» Exercises to complete:
[a] Which questions does the post on OpenAI's Superalignment team ask about OpenAI's choice of approach? List every one.
[b] In the post on OpenAI's Superalignment team, how long is the project to create an automated alignment researcher meant to last?

** Opening Supplied text block **

OpenAI announces Superalignment team

OpenAI has announced a Superalignment team and 4 year project to create an automated alignment researcher. They believe superintelligence (an AI more intelligent than humans) is possible within a decade and therefore we need to accelerate research into alignment. They believe developing an AI alignment researcher that is itself an AGI will give them a way to scale up and “iteratively align superintelligence.” In other words they want to set an AI to aligning more powerful AIs.

Alignment is an approach to AI safety that tries to develop AIs so they act as we would want and expect them to. The idea is to make sure that right out of the box AIs would behave in ways aligned with our values.

Needless to say, there are issues with this approach as this nice Conversation piece by Aaron Snoswell, What is ‘AI alignment’? Silicon Valley’s favourite way to think about AI safety misses the real issues, outlines.

First, and importantly, OpenAI has to figure out how to align an AGI so that it can tun the superintelligences to come.
You can’t get superalignment without alignment, and we don’t really know what that is or how to get it. There isn’t consensus as to what our values should be so an alignment would have to be to some particular ethical position.
Why is OpenAI focusing only on superalignment? Why not try a number of the approaches from promoting regulation to developing more ethical training datasets? How can they be so sure about one approach? What do they know that we don’t? Or … what do they think they know?
Snoswell believes we should start by “acknowledging and addressing existing harms”. There are plenty of immediate difficult problems that should be addressed rather than “kicking the meta-ethical can one block down the road, and hoping we don’t trip over it later on.”
Technical safety isn’t a problem that can be solved. It is an ongoing process of testing and refining as this Tweet from Yann LeCunn puts it.

Anyway, I wish them well. No doubt interesting research will come out of this initiative which I hope OpenAI will share. In the meantime the rest of us can carry on with the boring safety research.

** Closing Supplied text block **
** Opening Provided data block **

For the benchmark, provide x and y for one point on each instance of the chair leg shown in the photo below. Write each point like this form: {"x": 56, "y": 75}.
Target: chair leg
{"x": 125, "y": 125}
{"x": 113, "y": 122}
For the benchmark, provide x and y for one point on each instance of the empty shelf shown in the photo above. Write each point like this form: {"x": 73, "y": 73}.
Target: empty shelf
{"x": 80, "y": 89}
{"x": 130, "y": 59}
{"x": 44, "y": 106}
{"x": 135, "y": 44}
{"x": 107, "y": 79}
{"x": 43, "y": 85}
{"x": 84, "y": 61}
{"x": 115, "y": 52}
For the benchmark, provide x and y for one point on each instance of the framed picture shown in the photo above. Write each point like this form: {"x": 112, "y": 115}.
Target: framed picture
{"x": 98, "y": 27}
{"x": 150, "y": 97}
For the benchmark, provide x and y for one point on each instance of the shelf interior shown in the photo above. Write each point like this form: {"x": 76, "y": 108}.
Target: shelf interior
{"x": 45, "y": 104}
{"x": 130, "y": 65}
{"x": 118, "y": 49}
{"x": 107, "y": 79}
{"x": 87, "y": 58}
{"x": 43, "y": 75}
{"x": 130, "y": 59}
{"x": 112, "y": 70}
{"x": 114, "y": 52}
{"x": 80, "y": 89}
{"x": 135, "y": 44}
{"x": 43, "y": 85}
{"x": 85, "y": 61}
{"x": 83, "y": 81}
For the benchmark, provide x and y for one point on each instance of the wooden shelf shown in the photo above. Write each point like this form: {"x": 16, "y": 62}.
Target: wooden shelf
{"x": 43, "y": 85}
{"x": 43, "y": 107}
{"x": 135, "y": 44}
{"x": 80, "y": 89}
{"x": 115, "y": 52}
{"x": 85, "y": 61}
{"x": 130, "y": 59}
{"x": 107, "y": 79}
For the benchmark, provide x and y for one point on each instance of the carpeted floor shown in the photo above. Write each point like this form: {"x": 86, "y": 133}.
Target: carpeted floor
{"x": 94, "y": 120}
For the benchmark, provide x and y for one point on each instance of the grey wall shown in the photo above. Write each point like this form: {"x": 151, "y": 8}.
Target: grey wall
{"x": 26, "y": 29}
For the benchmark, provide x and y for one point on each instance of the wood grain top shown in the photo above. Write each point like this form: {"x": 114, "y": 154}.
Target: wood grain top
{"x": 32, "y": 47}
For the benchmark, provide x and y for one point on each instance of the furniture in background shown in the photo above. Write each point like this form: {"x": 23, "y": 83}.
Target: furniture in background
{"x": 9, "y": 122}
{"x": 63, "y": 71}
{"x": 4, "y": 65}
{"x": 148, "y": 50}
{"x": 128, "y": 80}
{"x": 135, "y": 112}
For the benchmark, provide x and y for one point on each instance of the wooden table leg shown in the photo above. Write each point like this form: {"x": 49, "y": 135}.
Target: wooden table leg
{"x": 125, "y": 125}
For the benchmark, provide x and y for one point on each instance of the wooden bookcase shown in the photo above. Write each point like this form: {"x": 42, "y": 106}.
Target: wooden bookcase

** Closing Provided data block **

» Solutions in order:
[a]
- Why is OpenAI focusing only on superalignment?
- Why not try a number of the approaches from promoting regulation to developing more ethical training datasets?
- How can they be so sure about one approach?
- What do they know that we don't?
- Or … what do they think they know?

[b] Four years.